- _Exercise description_
Reproduce all the entries exactly and keep the pictures out.

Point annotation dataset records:
** begin **

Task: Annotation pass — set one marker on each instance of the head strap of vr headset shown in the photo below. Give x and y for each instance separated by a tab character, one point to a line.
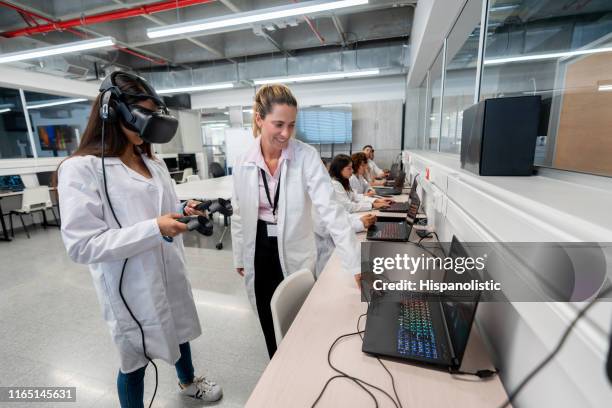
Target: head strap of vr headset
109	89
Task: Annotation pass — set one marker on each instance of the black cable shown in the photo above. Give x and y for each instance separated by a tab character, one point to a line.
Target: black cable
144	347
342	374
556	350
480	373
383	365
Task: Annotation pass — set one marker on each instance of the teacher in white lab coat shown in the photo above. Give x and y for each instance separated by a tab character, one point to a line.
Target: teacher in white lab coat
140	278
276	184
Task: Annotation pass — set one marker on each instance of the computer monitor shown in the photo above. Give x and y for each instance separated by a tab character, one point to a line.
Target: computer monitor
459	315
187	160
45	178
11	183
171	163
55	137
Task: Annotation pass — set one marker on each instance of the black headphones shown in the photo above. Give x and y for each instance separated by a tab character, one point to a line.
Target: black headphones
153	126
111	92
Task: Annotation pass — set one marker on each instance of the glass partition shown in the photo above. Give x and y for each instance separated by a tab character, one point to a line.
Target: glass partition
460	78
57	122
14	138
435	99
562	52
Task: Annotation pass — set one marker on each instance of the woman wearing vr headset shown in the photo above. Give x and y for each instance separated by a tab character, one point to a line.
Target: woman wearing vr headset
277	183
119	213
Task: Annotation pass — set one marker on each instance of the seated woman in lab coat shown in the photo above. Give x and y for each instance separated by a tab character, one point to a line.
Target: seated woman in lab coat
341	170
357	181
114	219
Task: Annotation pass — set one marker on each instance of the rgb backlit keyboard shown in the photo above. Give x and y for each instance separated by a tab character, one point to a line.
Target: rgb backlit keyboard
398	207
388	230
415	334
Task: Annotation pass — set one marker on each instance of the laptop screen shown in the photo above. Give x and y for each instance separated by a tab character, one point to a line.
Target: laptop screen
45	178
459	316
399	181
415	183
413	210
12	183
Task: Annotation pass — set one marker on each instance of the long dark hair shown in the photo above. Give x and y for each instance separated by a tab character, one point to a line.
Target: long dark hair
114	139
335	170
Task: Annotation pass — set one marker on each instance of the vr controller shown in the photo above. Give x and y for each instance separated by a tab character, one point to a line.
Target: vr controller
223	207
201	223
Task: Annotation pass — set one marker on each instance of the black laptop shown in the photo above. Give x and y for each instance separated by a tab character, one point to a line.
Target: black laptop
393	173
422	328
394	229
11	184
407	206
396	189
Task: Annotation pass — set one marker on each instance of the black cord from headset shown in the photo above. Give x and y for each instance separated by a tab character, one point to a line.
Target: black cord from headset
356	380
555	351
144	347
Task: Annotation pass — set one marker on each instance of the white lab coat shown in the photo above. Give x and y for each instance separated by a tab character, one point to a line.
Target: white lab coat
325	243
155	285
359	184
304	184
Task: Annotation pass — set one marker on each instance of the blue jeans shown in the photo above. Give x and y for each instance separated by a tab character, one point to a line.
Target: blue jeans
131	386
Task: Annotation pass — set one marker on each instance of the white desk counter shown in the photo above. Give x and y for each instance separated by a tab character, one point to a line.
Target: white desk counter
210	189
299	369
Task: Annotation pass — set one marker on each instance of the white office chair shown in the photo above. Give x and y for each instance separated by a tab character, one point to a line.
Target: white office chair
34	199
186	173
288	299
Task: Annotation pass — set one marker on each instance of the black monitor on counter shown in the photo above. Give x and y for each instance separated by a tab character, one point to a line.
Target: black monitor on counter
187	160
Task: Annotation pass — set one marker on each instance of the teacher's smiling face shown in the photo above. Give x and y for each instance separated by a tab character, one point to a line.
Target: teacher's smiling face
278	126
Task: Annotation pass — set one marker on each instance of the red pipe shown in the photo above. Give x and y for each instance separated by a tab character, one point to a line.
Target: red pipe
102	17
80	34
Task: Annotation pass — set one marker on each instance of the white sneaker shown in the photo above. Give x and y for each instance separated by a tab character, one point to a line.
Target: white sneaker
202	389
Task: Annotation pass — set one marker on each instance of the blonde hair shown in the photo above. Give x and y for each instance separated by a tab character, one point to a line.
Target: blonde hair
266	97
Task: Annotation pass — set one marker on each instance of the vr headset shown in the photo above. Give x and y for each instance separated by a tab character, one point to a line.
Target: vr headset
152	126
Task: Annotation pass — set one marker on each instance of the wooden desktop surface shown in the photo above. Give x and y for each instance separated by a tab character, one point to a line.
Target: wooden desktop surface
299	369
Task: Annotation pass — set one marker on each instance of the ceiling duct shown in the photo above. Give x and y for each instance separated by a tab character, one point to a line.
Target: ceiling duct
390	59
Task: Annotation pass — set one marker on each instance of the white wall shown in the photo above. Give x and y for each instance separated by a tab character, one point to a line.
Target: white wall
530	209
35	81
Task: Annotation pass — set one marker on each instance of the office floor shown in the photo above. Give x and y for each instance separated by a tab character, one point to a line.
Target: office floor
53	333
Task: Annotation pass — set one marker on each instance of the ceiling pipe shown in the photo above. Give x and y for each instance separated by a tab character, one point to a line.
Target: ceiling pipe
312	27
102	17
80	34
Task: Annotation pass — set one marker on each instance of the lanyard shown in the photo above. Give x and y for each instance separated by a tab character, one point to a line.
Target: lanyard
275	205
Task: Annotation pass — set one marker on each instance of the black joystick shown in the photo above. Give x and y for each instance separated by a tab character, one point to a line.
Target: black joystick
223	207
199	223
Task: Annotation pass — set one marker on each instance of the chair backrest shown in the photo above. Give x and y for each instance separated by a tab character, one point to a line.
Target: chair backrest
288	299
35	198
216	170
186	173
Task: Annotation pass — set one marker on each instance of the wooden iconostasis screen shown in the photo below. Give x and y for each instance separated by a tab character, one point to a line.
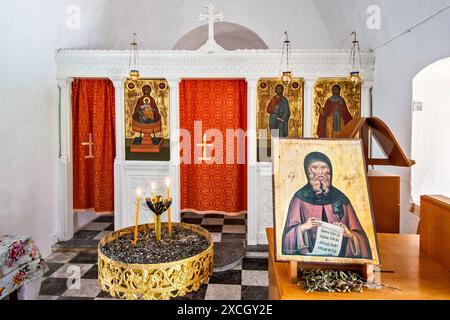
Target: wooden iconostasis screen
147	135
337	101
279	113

** end **

- _Response to the task_
Task: Annotation pass — set one marker on each instance of the head strap of vr headset shown in the photo below. Give x and y for each instance separated by a tab character, one point to a line.
Target: head strap of vr headset
109	89
Task: Annotation pass — set one marker on each instance of the black cable shown in the photo above. Give x and y for each instance separated by a tab character, one point to a line.
Target: black cable
144	347
342	374
556	350
480	373
383	365
Task: Annotation pass — set one marker on each instance of the teacher in white lab coat shown in the photo above. Give x and y for each instance separated by a tab character, one point to a line.
Target: teacher in white lab coat
140	278
276	184
Task: Annotation pass — set one marker on each instance of the computer monitor shown in the photo above. Give x and y for each instance separated by a tab character, one point to a line.
Target: computer monitor
459	315
187	160
45	178
11	183
171	163
55	137
Task: Annotation pass — set one marker on each instance of the black headphones shown in the photo above. Give x and y for each instance separated by a tab character, one point to a line.
Target: black headphones
153	126
111	92
Task: Annotation pass — set one marker on each instance of the glass partition shown in the photo above. Give x and y for each instance separated by a tab character, one point to a line.
Target: glass partition
460	78
57	122
14	138
435	99
562	52
Task: Annotation pass — set one marker on each instance of the woman wearing vr headset shown in the photo above. Give x and y for each instance separated by a tab character, one point to a line.
Target: woman wearing vr headset
277	183
119	213
Task: Annotation pass — set one marker on each instance of the seated woman in lab coat shown in the photo above. Give x and y for each instance separated by a tab character, one point to a line.
Target: seated woman in lab coat
341	170
357	181
114	219
Task: Annotation pass — set one marker on each instance of the rgb backlit keyboard shown in the photo above. Give x and y for each instance separated by a tab character, one point to a line.
Target: rgb backlit keyboard
398	207
388	230
415	334
Task: Annotation pass — set one marker on each instance of the laptop screen shown in the photo above. Give x and y for each instance separated by a tab character, one point to a line.
Target: laptop screen
45	178
459	316
399	181
415	183
413	210
12	183
Task: Annotation pass — set one marker on each instance of the long dark hair shown in the photo above. Give x and y for each instance separated by a tab character, one point to a line.
Target: long dark hair
114	139
335	170
Task: Annotation pass — set one marker on each instance of the vr controller shown in the photo above. Give x and y for each instance separated by a tab character, one point to a line.
Target: vr controller
223	207
201	223
Task: Annotation pass — set one marker on each instance of the black laptop shown in the photo above. Give x and y for each instance separated by a tab character, one point to a line.
Target: black laptop
393	173
422	328
394	229
11	184
407	206
396	189
Task: Annotation pass — set one marker on each instance of the black cord from headset shown in the photo above. Give x and y for each instance separated by a tab character, one point to a line.
Target: black cord from headset
356	380
555	351
144	347
Task: Annotation pass — set one marker on each instance of the white lab coat shown in the photo above. Give x and y for each instance separated by a tab character, one point to a line.
Target: white lab coat
325	243
155	285
359	184
304	184
Task: Annotation pass — set one marker on each instance of the blue jeans shown in the photo above. Give x and y for each instance separated by a tab character, one point to a line.
Target: blue jeans
131	386
Task: Annotation pass — set one marker on each instance of the white desk counter shown in the photo above. Give x and y for each instance separated by a tab character, one point to a line.
Target: white desk counter
210	189
299	369
Task: Annotation pass — set one marker on each instance of the white office chair shown in the photo above. Give x and y for each instance separated by a tab character, one point to a line.
Target: white office chair
34	199
186	173
288	299
Task: Annotation pass — set one marker on each instance of the black monitor on counter shown in the photo above. Give x and y for each instance separated by a tab character, one point to a line.
Target: black monitor on counter
187	160
Task: Annotation pass — set one marker on each instance of the teacher's smiling face shown in the photo above. Give x and y for each instance separated by a tab character, one point to a line.
Target: teacher's smiling face
278	126
Task: Annotation pass — set one marker on each instance of the red pipe shown in the photo above. Give x and y for each instance separated by a tab character, one point to a line.
Target: red pipe
102	17
80	34
Task: Annotation pass — set one marker on each instance of the white sneaker shown in the photo above. Give x and y for each instance separated by a tab character, one point to a line.
Target: white sneaker
202	389
Task: Annotation pass — set one marker on each instance of the blonde hair shown in the photo above. Give x and y for each instance separated by a tab character, one point to a line.
Target: blonde hair
266	97
Task: Annotation pass — set one marker on each instance of the vr headset shown in the photo above. Give x and y for each instance separated by a tab character, one point to a line.
Target: vr headset
152	126
Task: Annotation pass — set one marker on each instance of the wooden desktop surface shown in the photo above. Give x and y for each instance separated by a tab character, one point to a line.
Target: wooden desktop surface
299	369
Task: Annotation pass — set one marker on each instance of the ceiling duct shown in the photo above. Give x and y for each instance separated by a tab character, one point to a line.
Target: ceiling duct
390	59
Task: Annotation pass — set one marker on each instance of the white wall shown in the photo above. Give x and y for each instance separated by a tab character, one point to a line.
Target: white wall
530	209
35	81
Task: Annotation pass — set one marker on each instance of the office floor shown in the photo above. Give x and y for each instance separated by a tab character, one point to a line.
Target: office floor
53	333
Task: Annotation pass — set one marker on each instance of the ceiling pipe shown in the photo above. Give x and y for each instance separated by a tab character, one point to a line.
Target: ceiling pipe
312	27
102	17
80	34
Task: Annotation pass — set one marker on each instance of the lanyard shown in the photo above. Give x and y for each instance separated by a tab character, one point to a line.
Target: lanyard
275	205
Task: Annotation pass — set one marker on each instance of the black joystick shown in the photo above. Give x and y for each instance separated by a tab character, one point to a line.
Target: black joystick
223	207
199	223
Task: Annotation pass — set one marker on each instance of the chair backrest shown in the photo above. Give x and y for each instance separated by a tab character, one point to a line.
Target: chair backrest
288	299
35	198
216	170
186	173
Task: Annotation pass — set one marker on each instance of the wooden iconostasis screen shown in the photo below. Give x and y for each instance separated by a tab character, one point to a line.
Target: wooden iconostasis screen
147	135
337	101
279	113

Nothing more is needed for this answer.